● INSTRUCTIONS FOR THE TASK: Below are the records; print them all without any alteration.

*** Opening TASK INPUTS ***

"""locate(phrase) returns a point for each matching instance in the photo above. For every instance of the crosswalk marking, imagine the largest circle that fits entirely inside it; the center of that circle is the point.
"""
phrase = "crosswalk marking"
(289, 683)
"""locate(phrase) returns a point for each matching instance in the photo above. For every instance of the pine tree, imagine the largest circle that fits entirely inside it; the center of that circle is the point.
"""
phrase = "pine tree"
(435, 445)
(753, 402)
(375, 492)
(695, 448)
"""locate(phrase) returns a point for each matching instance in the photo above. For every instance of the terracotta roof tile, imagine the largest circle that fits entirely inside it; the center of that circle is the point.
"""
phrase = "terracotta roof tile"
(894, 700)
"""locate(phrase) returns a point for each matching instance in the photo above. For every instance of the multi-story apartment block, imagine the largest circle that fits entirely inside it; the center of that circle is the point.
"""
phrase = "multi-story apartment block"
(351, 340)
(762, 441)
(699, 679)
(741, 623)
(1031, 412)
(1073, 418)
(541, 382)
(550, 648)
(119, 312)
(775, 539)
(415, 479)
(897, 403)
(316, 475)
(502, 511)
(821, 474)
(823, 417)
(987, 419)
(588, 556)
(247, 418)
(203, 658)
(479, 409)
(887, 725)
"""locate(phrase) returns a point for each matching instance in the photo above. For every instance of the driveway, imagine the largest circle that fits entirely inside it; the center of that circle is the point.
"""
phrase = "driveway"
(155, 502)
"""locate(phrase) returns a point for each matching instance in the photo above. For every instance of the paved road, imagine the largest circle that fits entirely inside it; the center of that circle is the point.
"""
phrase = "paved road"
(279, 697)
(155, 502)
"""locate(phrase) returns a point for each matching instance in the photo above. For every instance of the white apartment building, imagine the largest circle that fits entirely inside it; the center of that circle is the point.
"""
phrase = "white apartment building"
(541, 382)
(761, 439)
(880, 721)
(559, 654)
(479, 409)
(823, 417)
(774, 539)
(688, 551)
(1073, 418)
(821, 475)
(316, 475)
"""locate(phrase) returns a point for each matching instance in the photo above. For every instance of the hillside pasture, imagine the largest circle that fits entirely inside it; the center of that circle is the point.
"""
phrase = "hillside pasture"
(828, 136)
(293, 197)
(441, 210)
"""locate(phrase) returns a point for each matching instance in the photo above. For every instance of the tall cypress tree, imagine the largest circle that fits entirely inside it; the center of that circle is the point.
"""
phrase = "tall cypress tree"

*** Closing TASK INPUTS ***

● WORKED SOLUTION:
"""locate(phrase) returns a point for each matching instance in the photo above. For every instance of the crosswalk marking, imagine the largest circle that fits entirely inside it; the center of that circle is the point.
"""
phrase = "crosswalk marking"
(289, 683)
"""locate(phrase) returns a point for each matching instance in the photo above. For every instance of the pine tree, imagine the largest circle that fits entirely inside it; the center of that circle is the point.
"""
phrase = "pine tree"
(435, 445)
(753, 402)
(375, 492)
(695, 448)
"""locate(phrase) returns a point for each matching instance in the photo above. For every instance of the terracotta roof tile, imagine the largest circle that fits entirely inside it; the center of that circle is the point.
"""
phrase = "terracotta roof tile"
(894, 700)
"""locate(phrase) returns a point for each matching instance in the photo above. For every instance of the multi-story apartment block, imagine the largest circle that fits entirely inside it; the center of that circle is the point.
"""
phrase = "multi-story apartment block"
(351, 340)
(762, 441)
(699, 679)
(741, 623)
(1031, 412)
(1073, 418)
(541, 382)
(550, 648)
(119, 312)
(775, 539)
(415, 479)
(897, 403)
(316, 475)
(502, 511)
(821, 474)
(823, 417)
(987, 419)
(588, 556)
(247, 418)
(203, 658)
(479, 409)
(887, 725)
"""locate(phrase) returns a point for each matching instance in the photo above. For every instance of the driveway, imagine the largest circle that fits entirely inside it; the center of that circle is the point.
"""
phrase = "driveway"
(155, 502)
"""locate(phrase) returns a point for each matching instance in the photo above. For every instance of the paved road, imagine the largest circle that fits entirely inside it; the center of that circle is the point.
"""
phrase = "paved road"
(279, 697)
(155, 502)
"""locate(phrase) returns a point for each matching instance in the photo above. For every instance of the white apartment building, imagine the largest circle that fits entirely inside it; the center of that circle is the point.
"""
phrase = "white apartment building"
(541, 382)
(761, 439)
(880, 721)
(559, 654)
(479, 409)
(823, 417)
(774, 539)
(688, 551)
(1073, 418)
(821, 475)
(316, 475)
"""locate(phrase) returns a point for each matching instance in the photo above. For every instance of the hillside pasture, imagine the largest circle that fits entirely inside it; the center of that circle is the point.
"""
phrase = "hillside pasture"
(828, 136)
(293, 197)
(441, 210)
"""locate(phrase) returns a point for each matching instance in the photo above. For every instance of the tall cypress tree, imagine the largest circle that fits entirely inside it; the center of that circle is the point.
"""
phrase = "tall cypress tree"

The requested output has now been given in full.